- [WHAT YOU WILL DO]: Write out again only the lines that run from the start of the entries to the line containing "e.g. [(333, 139)]", both included.

RECORDS FOR PROCESSING START

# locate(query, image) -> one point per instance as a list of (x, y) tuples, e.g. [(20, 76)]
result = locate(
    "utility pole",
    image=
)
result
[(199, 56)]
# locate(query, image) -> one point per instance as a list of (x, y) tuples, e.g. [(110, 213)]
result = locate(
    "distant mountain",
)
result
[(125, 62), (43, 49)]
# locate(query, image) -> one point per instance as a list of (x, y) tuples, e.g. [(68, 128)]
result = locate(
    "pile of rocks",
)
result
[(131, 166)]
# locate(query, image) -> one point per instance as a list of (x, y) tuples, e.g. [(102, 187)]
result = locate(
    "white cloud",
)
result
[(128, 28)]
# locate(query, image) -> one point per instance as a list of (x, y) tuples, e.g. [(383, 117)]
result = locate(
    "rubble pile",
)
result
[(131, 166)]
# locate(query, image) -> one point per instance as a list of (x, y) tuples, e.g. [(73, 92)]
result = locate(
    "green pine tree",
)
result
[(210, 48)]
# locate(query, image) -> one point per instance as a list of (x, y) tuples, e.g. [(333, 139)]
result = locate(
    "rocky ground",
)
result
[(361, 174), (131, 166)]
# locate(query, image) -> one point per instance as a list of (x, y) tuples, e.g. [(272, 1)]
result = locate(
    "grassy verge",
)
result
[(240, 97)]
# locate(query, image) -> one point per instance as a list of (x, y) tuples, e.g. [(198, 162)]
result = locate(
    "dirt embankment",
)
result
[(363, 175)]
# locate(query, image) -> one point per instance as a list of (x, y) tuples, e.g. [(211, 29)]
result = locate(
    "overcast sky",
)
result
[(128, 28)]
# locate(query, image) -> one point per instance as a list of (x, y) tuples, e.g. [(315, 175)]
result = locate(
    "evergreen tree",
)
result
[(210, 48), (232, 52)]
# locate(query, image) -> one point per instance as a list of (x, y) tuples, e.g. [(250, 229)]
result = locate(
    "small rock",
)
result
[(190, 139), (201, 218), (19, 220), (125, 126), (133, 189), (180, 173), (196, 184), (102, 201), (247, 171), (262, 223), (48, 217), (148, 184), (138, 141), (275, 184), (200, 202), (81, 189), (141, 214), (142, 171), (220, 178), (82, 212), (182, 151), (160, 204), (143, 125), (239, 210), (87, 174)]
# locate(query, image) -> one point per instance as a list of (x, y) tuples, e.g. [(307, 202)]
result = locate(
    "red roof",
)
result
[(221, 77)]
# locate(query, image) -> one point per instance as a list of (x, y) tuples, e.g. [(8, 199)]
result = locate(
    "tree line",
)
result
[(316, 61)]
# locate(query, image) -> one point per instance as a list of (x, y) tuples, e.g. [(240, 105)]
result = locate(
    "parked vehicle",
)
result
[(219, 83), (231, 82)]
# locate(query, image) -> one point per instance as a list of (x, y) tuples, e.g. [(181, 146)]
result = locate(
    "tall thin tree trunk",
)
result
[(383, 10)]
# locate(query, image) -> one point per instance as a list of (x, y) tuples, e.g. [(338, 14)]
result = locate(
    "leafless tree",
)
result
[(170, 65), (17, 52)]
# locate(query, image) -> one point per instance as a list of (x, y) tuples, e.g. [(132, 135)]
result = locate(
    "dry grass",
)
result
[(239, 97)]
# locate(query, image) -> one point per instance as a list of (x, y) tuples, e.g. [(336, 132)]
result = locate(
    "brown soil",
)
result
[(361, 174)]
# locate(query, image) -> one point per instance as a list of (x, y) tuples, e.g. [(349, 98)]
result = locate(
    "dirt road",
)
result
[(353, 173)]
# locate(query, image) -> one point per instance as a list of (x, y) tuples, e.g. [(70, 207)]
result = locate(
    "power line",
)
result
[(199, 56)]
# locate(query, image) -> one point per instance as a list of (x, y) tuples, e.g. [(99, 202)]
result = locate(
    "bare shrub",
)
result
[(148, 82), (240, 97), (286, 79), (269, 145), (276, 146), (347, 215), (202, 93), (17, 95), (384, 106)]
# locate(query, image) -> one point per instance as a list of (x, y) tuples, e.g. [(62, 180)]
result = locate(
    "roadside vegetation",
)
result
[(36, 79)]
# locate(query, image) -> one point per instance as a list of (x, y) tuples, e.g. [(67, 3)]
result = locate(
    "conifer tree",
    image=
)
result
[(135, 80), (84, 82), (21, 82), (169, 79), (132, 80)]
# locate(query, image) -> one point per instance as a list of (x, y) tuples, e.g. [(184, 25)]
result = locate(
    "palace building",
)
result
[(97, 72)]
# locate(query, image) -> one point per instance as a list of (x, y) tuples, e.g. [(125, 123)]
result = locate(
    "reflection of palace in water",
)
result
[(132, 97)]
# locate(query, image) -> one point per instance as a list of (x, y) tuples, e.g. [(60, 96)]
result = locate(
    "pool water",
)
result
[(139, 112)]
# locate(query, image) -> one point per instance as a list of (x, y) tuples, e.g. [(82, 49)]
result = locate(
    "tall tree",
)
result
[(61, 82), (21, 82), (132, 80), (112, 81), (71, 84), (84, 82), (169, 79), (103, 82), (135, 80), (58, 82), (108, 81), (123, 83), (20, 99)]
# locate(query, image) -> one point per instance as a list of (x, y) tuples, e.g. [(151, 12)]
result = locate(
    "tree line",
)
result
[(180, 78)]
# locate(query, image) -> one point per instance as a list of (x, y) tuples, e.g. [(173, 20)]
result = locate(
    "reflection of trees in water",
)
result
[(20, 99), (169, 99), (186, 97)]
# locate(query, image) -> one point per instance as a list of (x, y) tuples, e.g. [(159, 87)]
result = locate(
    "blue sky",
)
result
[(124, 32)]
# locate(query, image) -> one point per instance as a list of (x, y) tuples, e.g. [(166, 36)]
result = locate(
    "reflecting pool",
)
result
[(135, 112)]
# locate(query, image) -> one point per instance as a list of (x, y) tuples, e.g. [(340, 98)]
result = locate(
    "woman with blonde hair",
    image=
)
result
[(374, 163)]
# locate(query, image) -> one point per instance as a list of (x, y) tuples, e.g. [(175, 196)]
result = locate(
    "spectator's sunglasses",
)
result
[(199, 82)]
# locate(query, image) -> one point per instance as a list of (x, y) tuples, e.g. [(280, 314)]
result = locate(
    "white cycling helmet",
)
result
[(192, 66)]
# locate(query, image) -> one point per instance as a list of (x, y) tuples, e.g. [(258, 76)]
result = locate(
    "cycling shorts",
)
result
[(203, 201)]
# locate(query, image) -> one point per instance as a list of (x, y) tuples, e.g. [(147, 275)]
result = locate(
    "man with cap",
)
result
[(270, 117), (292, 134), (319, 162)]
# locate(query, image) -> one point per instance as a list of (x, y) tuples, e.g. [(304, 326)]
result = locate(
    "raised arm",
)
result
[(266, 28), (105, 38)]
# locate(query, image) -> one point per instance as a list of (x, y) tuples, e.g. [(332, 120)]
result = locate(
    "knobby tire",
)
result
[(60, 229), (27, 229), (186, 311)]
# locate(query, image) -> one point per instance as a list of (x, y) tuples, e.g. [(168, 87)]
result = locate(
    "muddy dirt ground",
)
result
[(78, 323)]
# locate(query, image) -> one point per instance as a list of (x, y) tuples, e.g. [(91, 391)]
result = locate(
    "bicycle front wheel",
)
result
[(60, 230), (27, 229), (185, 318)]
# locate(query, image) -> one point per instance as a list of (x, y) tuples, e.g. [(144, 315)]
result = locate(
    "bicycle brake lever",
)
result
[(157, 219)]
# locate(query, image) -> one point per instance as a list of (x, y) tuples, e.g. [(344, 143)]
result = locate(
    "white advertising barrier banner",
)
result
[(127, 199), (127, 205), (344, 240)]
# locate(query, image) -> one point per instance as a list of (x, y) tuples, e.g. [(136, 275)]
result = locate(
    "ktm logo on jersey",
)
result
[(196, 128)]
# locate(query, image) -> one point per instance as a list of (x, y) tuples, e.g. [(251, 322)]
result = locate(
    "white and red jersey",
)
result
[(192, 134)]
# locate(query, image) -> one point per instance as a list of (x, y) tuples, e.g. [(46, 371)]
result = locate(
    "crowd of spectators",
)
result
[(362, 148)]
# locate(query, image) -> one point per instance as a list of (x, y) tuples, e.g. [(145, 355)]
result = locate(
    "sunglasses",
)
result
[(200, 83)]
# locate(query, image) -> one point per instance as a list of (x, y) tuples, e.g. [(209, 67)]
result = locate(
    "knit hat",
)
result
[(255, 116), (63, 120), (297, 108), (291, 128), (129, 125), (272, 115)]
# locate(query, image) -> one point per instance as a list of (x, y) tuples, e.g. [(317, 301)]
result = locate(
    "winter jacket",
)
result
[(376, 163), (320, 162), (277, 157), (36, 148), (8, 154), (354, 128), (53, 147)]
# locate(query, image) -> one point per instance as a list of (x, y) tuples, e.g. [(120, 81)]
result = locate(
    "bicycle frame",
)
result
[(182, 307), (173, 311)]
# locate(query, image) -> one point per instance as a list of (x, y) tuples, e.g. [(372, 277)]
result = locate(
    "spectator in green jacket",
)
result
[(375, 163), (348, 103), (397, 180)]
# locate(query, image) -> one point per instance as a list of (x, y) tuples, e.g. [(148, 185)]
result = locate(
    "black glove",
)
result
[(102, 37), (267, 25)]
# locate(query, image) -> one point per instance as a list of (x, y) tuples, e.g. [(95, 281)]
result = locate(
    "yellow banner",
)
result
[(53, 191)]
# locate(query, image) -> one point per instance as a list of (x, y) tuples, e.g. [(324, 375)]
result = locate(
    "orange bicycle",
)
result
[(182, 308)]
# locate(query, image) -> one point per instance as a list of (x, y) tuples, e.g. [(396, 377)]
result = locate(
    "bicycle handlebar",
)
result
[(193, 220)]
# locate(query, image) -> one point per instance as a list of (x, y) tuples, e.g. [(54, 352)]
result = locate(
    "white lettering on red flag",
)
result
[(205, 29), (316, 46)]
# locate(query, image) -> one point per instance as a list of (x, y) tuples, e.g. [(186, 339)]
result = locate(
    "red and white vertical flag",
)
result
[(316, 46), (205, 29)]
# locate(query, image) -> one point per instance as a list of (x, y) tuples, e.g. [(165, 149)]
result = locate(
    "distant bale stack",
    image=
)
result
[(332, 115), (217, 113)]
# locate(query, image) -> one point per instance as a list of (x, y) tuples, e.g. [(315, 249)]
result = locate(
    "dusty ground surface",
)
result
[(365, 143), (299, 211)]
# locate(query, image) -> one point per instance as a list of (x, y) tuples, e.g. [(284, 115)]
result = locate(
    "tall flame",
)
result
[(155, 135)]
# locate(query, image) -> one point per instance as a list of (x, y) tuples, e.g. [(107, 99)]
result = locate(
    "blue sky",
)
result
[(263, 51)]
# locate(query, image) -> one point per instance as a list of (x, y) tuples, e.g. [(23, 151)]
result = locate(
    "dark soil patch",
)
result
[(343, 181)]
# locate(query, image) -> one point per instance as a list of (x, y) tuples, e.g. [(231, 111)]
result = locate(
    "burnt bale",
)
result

RECORDS FOR PROCESSING END

- [RESPONSE TO THE EXERCISE]:
# locate(query, image) -> one point per instance as a list of (x, y) tuples, e.g. [(20, 76)]
result = locate(
    "utility pole",
    image=
)
result
[(199, 56)]
# locate(query, image) -> one point per instance as a list of (x, y) tuples, e.g. [(110, 213)]
result = locate(
    "distant mountain",
)
result
[(125, 62), (43, 49)]
# locate(query, image) -> one point per instance as a list of (x, y) tuples, e.g. [(68, 128)]
result = locate(
    "pile of rocks",
)
result
[(131, 166)]
# locate(query, image) -> one point per instance as a list of (x, y) tuples, e.g. [(102, 187)]
result = locate(
    "white cloud",
)
result
[(128, 28)]
# locate(query, image) -> one point per instance as a list of (x, y) tuples, e.g. [(383, 117)]
result = locate(
    "rubble pile",
)
result
[(131, 166)]
# locate(query, image) -> one point per instance as a list of (x, y) tuples, e.g. [(73, 92)]
result = locate(
    "green pine tree",
)
result
[(210, 48)]
# locate(query, image) -> one point per instance as a list of (x, y) tuples, e.g. [(333, 139)]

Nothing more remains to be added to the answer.